Stated problem: Report each line of the records below that contains the string "Target", copying every such line in full.

Records to use:
◇ ◇ ◇ ◇ ◇ ◇ ◇

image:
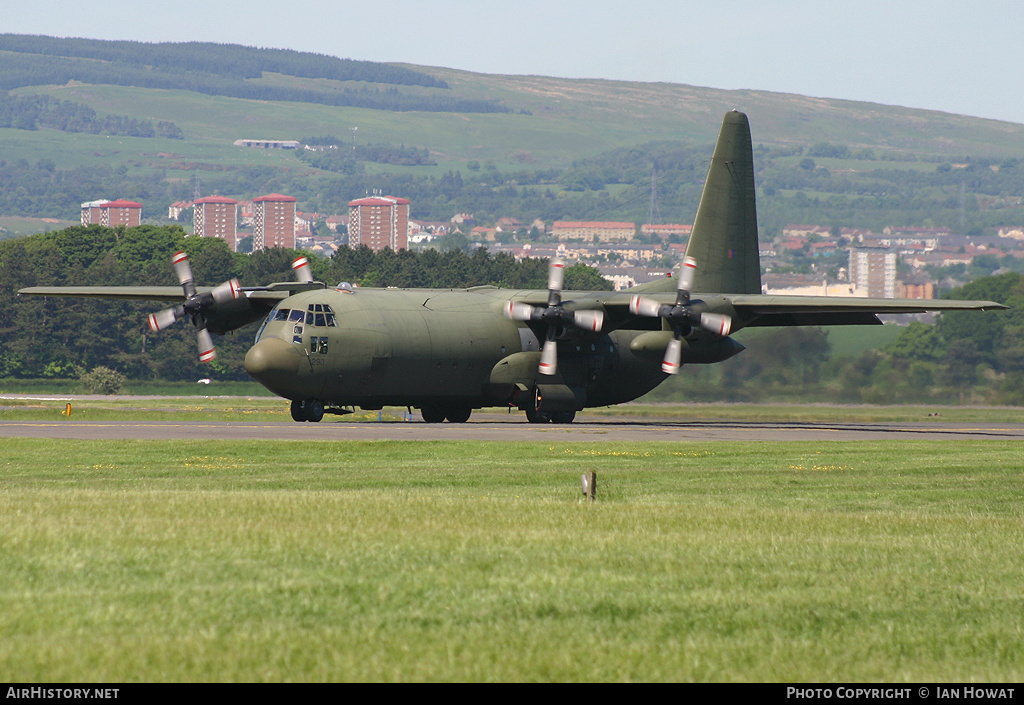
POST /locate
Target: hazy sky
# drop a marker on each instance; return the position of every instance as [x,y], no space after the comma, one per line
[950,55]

◇ ◇ ◇ ◇ ◇ ◇ ◇

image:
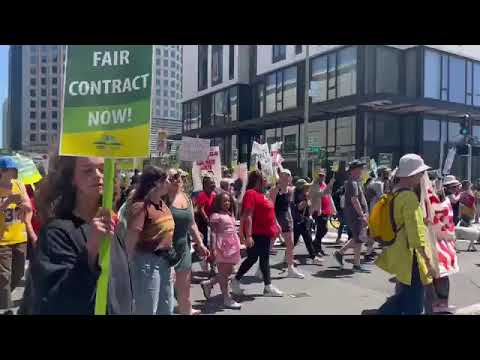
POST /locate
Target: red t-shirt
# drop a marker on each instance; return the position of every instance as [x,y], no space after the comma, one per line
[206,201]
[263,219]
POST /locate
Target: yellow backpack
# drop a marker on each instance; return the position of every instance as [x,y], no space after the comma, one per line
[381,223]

◇ ◇ ◇ ◇ ◇ ◇ ◇

Finished answer:
Target: hazy sky
Target: red t-shirt
Target: yellow backpack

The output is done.